Please rewrite the lines below, changing "pixel coordinates" to "image coordinates" throughout and keeping everything else the same.

——————————

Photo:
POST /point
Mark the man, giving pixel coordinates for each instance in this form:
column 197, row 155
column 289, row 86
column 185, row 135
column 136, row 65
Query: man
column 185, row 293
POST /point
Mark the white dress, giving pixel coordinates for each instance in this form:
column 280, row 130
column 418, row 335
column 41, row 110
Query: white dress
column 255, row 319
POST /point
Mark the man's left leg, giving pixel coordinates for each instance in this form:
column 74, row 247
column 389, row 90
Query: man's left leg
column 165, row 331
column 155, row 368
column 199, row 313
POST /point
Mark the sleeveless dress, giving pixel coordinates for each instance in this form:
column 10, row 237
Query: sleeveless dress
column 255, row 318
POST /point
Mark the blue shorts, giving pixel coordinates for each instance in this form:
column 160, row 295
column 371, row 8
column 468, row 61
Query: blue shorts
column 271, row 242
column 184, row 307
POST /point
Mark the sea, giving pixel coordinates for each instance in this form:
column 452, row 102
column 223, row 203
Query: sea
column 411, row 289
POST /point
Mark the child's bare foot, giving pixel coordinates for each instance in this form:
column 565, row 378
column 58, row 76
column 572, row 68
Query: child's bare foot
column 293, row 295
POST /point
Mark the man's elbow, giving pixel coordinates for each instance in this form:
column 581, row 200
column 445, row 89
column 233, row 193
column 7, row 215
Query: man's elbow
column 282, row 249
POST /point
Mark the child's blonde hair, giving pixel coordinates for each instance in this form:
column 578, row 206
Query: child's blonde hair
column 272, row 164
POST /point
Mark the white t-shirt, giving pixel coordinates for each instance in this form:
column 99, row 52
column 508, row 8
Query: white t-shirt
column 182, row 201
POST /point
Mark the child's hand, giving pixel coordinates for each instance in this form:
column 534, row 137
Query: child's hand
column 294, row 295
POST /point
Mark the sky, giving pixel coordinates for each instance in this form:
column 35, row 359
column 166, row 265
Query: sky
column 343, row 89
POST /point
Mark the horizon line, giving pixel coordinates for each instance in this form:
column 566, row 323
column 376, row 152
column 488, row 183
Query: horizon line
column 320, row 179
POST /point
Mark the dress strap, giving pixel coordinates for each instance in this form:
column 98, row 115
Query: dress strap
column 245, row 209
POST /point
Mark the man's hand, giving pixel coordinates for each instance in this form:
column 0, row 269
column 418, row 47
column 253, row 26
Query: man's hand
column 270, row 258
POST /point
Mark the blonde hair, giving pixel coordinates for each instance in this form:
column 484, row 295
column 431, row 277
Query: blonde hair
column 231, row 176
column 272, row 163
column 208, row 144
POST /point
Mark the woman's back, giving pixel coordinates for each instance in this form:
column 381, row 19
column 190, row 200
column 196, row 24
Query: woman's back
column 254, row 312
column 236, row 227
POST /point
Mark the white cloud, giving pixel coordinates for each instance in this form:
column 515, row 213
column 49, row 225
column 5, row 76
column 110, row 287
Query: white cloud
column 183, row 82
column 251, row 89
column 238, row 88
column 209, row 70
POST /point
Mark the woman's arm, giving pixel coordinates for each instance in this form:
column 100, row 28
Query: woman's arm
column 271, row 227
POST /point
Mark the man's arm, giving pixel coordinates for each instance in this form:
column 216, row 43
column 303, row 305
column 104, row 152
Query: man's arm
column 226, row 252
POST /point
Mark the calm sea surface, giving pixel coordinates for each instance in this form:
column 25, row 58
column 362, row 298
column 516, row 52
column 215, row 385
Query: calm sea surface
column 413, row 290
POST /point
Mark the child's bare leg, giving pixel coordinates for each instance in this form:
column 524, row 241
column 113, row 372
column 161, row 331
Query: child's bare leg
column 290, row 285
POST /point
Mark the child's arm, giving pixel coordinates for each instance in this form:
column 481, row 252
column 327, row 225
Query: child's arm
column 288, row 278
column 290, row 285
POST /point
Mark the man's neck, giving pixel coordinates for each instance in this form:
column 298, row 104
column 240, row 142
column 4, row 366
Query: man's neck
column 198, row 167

——————————

» IN RESPONSE:
Photo:
POST /point
Mark the man, giving image coordinates for each instance in this form:
column 197, row 155
column 289, row 86
column 185, row 135
column 136, row 65
Query: man
column 185, row 293
POST /point
Mark the white dress, giving image coordinates for each instance in this form:
column 280, row 130
column 418, row 335
column 41, row 110
Query: white dress
column 255, row 319
POST /point
Mark the man's left leg, giving image coordinates for each instance in this form:
column 74, row 247
column 389, row 90
Query: man's left leg
column 165, row 331
column 155, row 368
column 199, row 313
POST /point
Mark the sleeveless dress, giving image coordinates for each instance in this form:
column 10, row 237
Query: sleeveless dress
column 255, row 318
POST /point
Mark the blue shorts, giving image coordinates for each instance in this form:
column 160, row 295
column 371, row 8
column 468, row 61
Query: blue shorts
column 271, row 242
column 184, row 307
POST /point
Mark the sea, giving image coordinates for each instance in this form:
column 452, row 102
column 223, row 203
Query: sea
column 411, row 289
POST /point
Mark the child's bare foot, giving image coordinates for each instance in this form:
column 565, row 378
column 58, row 76
column 572, row 68
Query: child's bare foot
column 293, row 295
POST /point
Mark the man's elbow, giving image coordinates for each instance in this form:
column 581, row 200
column 445, row 89
column 233, row 193
column 7, row 215
Query: man's elbow
column 282, row 249
POST /point
Mark the child's blonde hair, giving image coordinates for each instance in this form:
column 578, row 206
Query: child's blonde hair
column 272, row 164
POST /point
Mark the white t-shirt, giving image coordinates for each instance in this form:
column 99, row 52
column 508, row 8
Query: white t-shirt
column 182, row 201
POST /point
Mark the child's hand, giving image coordinates for each instance in this form:
column 534, row 137
Query: child's hand
column 294, row 295
POST /point
Mark the sky, giving image coordinates for each instance in this form:
column 35, row 359
column 166, row 265
Query: sky
column 343, row 89
POST /point
Mark the horizon line, giving image coordinates for each instance in this form:
column 566, row 323
column 376, row 152
column 488, row 183
Query: horizon line
column 320, row 179
POST /point
Mark the dress strap, giving image coordinates for each instance in this form:
column 98, row 115
Query: dress strap
column 245, row 209
POST /point
Mark the man's hand, giving image coordinates for each instance in this form:
column 0, row 269
column 418, row 47
column 253, row 26
Query: man's hand
column 270, row 258
POST /point
Mark the blonde hair, giving image coordinates for each instance in this form:
column 484, row 295
column 431, row 277
Query: blonde hair
column 231, row 176
column 272, row 163
column 208, row 144
POST /point
Mark the woman's back, giving image coordinates for each instance in this form:
column 381, row 19
column 190, row 200
column 196, row 24
Query: woman's back
column 254, row 312
column 236, row 227
POST /point
Mark the white cloud, giving image coordinates for each instance in this form:
column 515, row 213
column 49, row 225
column 5, row 76
column 110, row 287
Query: white cloud
column 183, row 82
column 251, row 89
column 238, row 88
column 209, row 70
POST /point
Mark the woman's arm, giving image coordinates for each instance in this form:
column 100, row 28
Query: woman's arm
column 271, row 227
POST /point
Mark the man's arm, giving image coordinates for each instance in this form:
column 216, row 43
column 303, row 305
column 104, row 152
Query: man's arm
column 226, row 252
POST /point
Mark the calm sea surface, giving image coordinates for each instance in this form:
column 25, row 58
column 362, row 298
column 516, row 52
column 215, row 385
Query: calm sea surface
column 413, row 290
POST /point
Mark the child's bare leg, giving image coordinates for each instance in this form:
column 524, row 241
column 113, row 372
column 161, row 331
Query: child's bare leg
column 290, row 285
POST /point
Mark the child's arm, giving image coordinates for each instance in this form:
column 481, row 252
column 327, row 225
Query: child's arm
column 288, row 278
column 290, row 285
POST /point
Mark the man's neck, giving image coordinates for each instance in this form:
column 298, row 104
column 240, row 142
column 4, row 366
Query: man's neck
column 198, row 167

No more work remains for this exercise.